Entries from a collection
********

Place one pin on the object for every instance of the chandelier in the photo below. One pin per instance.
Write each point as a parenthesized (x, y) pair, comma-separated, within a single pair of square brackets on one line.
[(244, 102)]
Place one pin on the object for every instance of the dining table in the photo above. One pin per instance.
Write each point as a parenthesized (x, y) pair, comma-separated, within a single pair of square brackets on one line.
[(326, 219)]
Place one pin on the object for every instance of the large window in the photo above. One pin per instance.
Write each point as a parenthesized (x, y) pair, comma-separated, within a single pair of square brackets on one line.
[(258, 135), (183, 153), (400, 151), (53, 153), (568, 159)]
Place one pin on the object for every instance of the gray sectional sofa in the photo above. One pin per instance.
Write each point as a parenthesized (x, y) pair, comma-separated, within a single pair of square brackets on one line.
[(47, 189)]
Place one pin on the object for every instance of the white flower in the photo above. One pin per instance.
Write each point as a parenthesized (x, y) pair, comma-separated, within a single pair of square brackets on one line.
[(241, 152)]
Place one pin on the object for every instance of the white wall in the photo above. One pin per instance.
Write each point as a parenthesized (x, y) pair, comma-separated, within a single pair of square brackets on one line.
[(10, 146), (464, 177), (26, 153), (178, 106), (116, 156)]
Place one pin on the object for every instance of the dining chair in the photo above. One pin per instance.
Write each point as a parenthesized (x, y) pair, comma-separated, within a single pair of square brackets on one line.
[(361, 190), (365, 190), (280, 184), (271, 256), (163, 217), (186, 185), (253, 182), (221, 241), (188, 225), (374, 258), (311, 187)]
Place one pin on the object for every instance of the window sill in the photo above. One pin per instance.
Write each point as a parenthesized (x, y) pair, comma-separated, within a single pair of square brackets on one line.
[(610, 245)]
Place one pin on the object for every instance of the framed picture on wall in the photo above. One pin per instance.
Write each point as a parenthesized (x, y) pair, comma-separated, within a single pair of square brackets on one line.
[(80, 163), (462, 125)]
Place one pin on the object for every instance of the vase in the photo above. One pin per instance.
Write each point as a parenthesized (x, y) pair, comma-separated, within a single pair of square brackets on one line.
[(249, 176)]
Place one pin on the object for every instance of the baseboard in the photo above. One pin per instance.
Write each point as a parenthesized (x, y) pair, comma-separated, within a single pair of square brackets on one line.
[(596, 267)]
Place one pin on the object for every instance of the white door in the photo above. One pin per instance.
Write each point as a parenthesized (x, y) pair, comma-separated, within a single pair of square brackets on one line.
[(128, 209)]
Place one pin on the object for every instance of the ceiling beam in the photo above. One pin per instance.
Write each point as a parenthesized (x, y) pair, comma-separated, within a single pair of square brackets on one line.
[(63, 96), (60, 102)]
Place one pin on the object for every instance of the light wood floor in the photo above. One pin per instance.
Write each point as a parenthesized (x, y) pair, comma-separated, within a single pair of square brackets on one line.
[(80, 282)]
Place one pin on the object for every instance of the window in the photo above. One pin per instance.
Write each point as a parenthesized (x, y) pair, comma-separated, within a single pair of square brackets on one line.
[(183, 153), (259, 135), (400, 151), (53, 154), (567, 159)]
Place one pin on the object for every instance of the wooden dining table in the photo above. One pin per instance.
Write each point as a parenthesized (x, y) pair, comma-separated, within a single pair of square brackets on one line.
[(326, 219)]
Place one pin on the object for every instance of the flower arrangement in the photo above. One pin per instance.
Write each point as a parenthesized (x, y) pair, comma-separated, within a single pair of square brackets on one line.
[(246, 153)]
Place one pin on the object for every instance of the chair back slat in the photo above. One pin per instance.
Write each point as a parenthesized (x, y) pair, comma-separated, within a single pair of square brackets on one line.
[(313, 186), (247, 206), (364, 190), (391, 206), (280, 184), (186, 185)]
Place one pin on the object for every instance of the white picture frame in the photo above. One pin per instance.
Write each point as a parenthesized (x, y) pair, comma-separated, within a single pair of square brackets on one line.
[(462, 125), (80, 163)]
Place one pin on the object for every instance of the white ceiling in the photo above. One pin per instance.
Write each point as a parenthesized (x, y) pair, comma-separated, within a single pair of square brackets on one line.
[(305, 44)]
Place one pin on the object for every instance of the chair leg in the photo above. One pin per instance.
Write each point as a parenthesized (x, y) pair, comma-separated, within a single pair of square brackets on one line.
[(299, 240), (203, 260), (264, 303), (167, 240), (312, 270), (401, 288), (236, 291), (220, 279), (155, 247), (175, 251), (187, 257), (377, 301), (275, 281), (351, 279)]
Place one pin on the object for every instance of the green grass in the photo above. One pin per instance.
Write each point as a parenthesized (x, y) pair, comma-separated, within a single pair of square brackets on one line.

********

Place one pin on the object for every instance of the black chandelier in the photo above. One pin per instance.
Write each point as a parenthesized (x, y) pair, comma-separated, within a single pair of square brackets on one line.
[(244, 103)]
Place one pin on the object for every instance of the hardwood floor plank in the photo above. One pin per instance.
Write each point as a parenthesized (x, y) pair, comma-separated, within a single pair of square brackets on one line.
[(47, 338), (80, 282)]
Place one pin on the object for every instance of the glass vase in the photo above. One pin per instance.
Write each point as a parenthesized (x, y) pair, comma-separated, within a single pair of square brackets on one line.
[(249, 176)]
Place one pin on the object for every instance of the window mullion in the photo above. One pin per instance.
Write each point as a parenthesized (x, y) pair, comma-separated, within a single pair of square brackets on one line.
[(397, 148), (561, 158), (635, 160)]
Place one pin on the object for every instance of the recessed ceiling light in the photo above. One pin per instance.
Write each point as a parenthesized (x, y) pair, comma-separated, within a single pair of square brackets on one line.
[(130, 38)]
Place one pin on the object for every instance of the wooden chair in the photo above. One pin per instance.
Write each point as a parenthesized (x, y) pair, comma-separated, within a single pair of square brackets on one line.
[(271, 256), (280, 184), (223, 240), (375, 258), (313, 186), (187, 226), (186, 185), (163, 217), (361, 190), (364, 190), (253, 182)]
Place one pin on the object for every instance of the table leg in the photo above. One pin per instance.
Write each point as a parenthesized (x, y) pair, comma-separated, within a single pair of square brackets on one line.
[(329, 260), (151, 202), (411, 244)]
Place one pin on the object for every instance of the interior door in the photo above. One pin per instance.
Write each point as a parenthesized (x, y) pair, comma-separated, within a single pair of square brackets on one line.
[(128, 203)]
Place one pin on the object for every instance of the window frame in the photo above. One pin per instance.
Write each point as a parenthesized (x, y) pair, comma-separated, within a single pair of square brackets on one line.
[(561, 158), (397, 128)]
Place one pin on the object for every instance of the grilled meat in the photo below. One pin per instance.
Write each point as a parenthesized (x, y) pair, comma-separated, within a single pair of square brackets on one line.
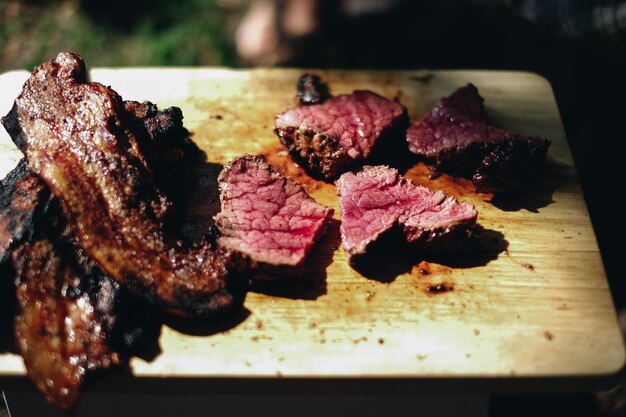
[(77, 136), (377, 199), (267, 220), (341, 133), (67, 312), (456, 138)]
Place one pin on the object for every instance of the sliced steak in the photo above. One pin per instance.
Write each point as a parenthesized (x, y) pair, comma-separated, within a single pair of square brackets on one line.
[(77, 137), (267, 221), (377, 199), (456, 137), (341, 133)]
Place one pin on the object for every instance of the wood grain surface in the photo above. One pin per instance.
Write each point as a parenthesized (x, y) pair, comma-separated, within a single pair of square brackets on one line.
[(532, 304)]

********

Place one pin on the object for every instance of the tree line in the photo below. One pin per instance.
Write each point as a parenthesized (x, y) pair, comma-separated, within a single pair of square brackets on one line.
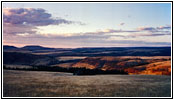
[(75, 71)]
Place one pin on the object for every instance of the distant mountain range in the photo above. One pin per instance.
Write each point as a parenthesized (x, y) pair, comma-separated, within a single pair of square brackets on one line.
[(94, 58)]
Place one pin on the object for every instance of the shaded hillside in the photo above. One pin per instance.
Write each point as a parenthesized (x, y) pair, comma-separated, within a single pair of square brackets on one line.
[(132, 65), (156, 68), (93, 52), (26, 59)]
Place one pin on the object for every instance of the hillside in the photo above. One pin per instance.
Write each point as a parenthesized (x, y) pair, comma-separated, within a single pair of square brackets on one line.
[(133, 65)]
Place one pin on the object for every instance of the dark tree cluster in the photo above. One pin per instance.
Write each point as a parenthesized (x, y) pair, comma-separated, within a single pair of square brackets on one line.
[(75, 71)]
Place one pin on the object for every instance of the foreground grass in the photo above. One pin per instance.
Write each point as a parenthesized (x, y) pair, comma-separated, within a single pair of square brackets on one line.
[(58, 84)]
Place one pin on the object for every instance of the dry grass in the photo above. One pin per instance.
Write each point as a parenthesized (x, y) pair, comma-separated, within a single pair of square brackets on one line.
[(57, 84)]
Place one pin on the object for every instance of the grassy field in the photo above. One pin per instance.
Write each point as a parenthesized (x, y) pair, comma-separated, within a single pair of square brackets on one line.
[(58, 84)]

********

TASK PROMPT ▸
Lay out the entries above, from the line with "of the flower" up to and including the line with "[(246, 153)]", as a two-column CSV with the columns "prompt" and "response". Give one row per entry, and put each field in double quotes with any line breaks replaced by spaces.

OUTPUT BELOW ▸
prompt,response
"Place one pin on the object for every instance of the flower arrangement in the photo above. One pin per instance. Write each point as a parenthesized (x, y) pair, comma-separated, within a single pair of square brackets on one line.","[(246, 153)]"